• **PROBLEM A**
Answer these questions about the passage on sexual molestation in Egypt:
(i) How many unmarried men and women above the age of thirty-five does it say the society has?
(ii) What does the authoritarian state claim to be?
(iii) What does the passage say is taboo?
• **PROBLEM B**
In the passage on sexual molestation in Egypt, swap "economic hardship" for "financial strain" and write out the text between "The tactic of" and "sex is taboo.", inclusive.
• **PROBLEM C**
How might the passage on sexual molestation in Egypt go on? Write its next part, starting right after its final sentence.

• **EXCERPT PROVIDED**
The tactic of humiliation through sexual molestation of women, young and old alike has precedence in Egypt. The most common explanations are that such behavior is the indirect outcome of sexual frustration, or of taboos and inhibitions born of religious sanctions and segregation. Another reason often cited is the unbearable economic hardship associated with the increasingly consumerist and unaffordable institution of marriage, in a society with some eight million unmarried men and women above the age of thirty-five, while premarital sex is taboo.

To my mind, these clichéd explanations remain simplistic. When the omnipotent authoritarian state that claims to be the spokesperson for Islamic morality, and constitutional defender of Islamic sharia, turns out to be the main perpetrator of sexual violence in the public sphere, then why would the “citizens” not follow the same violent path?

• **Collected data entries**
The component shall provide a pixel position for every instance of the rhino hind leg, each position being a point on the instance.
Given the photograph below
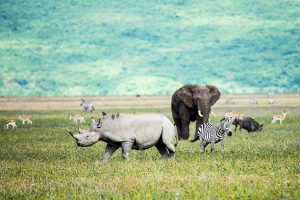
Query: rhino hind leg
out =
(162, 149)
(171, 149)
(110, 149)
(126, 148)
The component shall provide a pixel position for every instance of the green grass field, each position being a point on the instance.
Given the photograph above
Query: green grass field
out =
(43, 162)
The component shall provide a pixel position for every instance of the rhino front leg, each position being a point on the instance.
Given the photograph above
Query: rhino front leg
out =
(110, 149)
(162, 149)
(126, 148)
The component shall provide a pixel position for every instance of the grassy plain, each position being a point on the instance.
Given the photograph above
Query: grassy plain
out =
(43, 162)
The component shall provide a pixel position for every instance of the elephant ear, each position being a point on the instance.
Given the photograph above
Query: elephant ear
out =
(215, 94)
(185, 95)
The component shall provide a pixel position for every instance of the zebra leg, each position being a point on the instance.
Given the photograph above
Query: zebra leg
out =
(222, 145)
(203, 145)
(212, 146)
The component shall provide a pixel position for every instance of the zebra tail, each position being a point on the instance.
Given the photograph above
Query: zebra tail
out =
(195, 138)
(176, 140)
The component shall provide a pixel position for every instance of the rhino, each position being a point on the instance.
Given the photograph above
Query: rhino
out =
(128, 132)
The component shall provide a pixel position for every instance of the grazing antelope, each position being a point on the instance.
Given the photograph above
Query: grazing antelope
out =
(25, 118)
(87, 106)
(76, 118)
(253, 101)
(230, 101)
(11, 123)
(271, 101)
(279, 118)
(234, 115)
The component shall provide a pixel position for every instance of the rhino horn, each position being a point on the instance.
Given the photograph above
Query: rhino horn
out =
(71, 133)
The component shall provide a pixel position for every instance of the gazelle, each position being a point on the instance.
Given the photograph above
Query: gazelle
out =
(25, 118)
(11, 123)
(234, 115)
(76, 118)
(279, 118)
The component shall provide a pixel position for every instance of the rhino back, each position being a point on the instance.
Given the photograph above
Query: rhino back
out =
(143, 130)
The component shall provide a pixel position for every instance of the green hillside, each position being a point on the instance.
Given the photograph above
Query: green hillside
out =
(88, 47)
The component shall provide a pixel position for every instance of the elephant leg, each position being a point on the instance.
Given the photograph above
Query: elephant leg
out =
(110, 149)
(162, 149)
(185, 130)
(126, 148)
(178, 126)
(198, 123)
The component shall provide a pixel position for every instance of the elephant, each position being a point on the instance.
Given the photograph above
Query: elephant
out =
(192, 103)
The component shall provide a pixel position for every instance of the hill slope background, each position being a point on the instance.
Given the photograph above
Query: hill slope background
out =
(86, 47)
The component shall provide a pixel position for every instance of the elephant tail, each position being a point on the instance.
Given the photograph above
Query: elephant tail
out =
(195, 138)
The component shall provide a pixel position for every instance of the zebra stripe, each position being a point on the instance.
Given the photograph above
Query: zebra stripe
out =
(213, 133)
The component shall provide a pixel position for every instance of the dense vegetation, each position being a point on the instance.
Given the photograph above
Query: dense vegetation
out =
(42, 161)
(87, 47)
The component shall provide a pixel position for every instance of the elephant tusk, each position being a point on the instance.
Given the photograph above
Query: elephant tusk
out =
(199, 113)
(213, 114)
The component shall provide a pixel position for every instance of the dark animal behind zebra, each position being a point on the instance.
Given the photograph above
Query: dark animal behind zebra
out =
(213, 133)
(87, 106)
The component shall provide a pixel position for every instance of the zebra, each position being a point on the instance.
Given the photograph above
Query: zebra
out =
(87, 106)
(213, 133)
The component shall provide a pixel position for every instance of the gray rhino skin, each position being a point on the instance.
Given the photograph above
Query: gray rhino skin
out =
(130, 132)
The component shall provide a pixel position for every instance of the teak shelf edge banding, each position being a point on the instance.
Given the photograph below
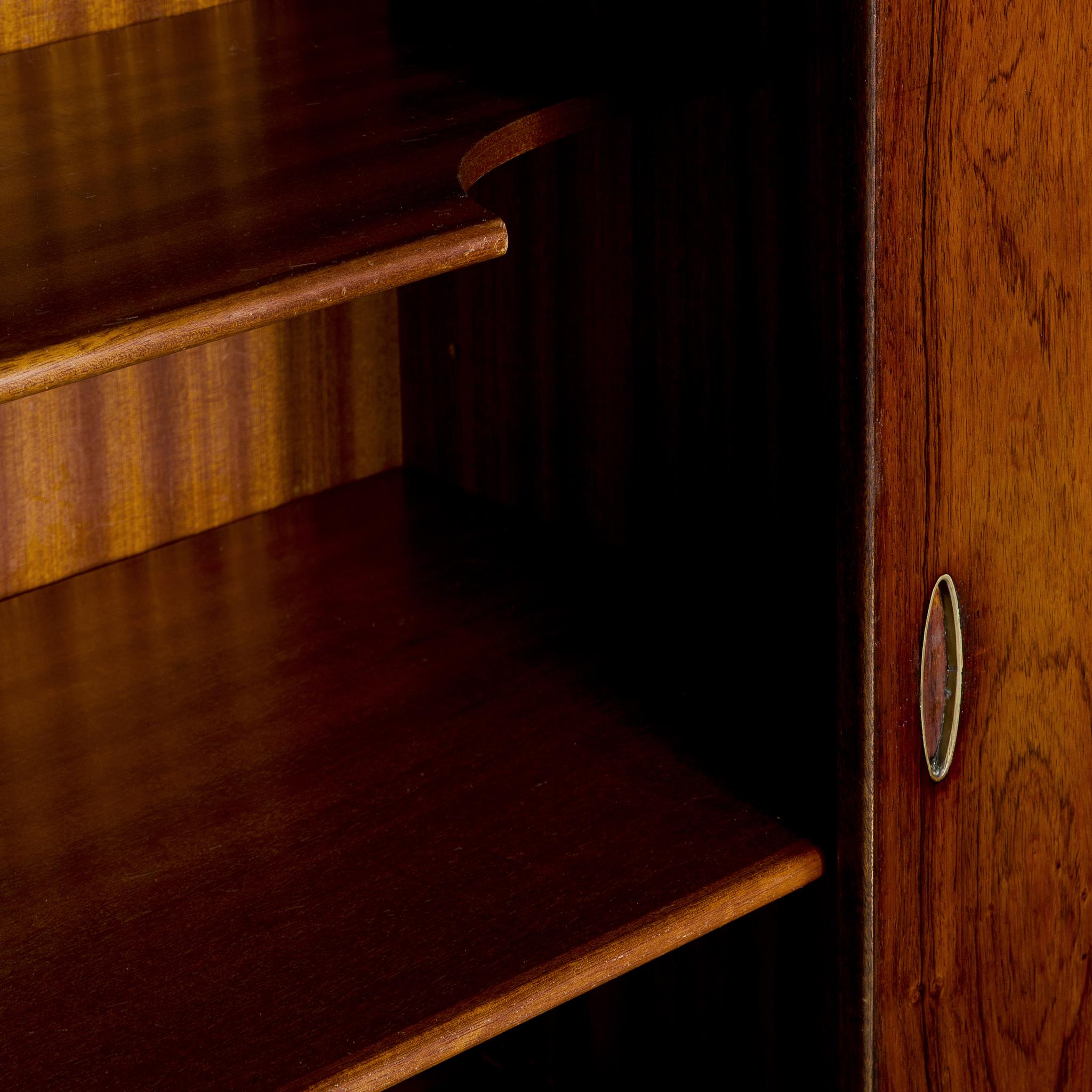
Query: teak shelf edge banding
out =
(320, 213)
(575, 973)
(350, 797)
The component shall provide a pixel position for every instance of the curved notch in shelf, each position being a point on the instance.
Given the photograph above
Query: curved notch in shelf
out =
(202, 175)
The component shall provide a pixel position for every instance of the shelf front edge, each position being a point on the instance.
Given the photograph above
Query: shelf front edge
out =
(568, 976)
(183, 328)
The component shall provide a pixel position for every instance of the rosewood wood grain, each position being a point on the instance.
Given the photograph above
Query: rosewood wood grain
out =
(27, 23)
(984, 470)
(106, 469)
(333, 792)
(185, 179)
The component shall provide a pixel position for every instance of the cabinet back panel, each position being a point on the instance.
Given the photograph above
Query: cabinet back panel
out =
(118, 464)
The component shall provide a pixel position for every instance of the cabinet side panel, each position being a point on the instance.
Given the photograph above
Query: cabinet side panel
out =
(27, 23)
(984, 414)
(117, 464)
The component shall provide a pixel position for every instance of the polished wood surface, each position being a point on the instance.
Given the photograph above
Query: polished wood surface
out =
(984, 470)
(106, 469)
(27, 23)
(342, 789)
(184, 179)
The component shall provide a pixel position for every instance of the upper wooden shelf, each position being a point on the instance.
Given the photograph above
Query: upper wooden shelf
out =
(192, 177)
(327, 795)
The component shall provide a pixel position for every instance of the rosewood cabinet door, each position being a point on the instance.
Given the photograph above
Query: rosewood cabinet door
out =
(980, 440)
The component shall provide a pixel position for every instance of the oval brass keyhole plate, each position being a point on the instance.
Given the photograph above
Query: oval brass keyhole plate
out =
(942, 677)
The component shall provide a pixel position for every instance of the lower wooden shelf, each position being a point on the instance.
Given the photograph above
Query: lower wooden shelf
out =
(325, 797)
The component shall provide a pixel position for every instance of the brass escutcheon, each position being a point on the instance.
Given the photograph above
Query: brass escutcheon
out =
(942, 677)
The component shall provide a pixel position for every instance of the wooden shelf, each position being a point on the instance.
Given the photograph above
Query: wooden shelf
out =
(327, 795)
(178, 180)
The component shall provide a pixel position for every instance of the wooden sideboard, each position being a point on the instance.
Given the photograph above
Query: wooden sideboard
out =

• **WRITTEN REPLY A**
(i) Some eight million.
(ii) The spokesperson for Islamic morality and the constitutional defender of Islamic sharia.
(iii) Premarital sex.

• **WRITTEN REPLY B**
The tactic of humiliation through sexual molestation of women, young and old alike has precedence in Egypt. The most common explanations are that such behavior is the indirect outcome of sexual frustration, or of taboos and inhibitions born of religious sanctions and segregation. Another reason often cited is the unbearable financial strain associated with the increasingly consumerist and unaffordable institution of marriage, in a society with some eight million unmarried men and women above the age of thirty-five, while premarital sex is taboo.

• **WRITTEN REPLY C**
[Caption: “No to Sexual Assault”, Mohamed Mahmoud Street, off Tahrir Square, Cairo. Photo by Mona Abaza (Captured 11 September 2011)]

[Caption: “Whatever is or is not revealed, my body is free, it is not to be humiliated”, graffiti on Mohamed Mahmoud Street, off Tahrir Square, Cairo. Photo by Mona Abaza (Captured 11 September 2012)]

[Caption: Feminist graffiti on Mohamed Mahmoud Street, off Tahrir Square, Cairo. Photo by Mona Abaza (Captured 11September 2012)]

Black Wednesday, 25 May 2005, marks the date when protesting women were sexually harassed in public for the first time in Egypt’s modern history. These women had been demonstrating in front of the Journalists and Lawyers Syndicates against a constitutional amendment that would have guaranteed the succession of Mubarak’s son to the presidency. They suffered attacks by the paid thugs of the then ruling National Democratic Party. This incident was followed by a series of gang rapes all over the city of Cairo that targeted young women during the season of the religious festival in 2006, whether they were veiled or not.

[Caption: Mohamed Mahmoud Street, off Tahrir Square, Cairo. Photo by Mona Abaza (Captured 2 November 2012)]

All the attacks on women since February 2011 have been nothing but a remake, a déjà vu, in which paid thugs of the previous regime reappear, while the army and police forces stand around as voyeurs, if not facilitators, responsible for this sexual harassment and countless other attacks on citizens.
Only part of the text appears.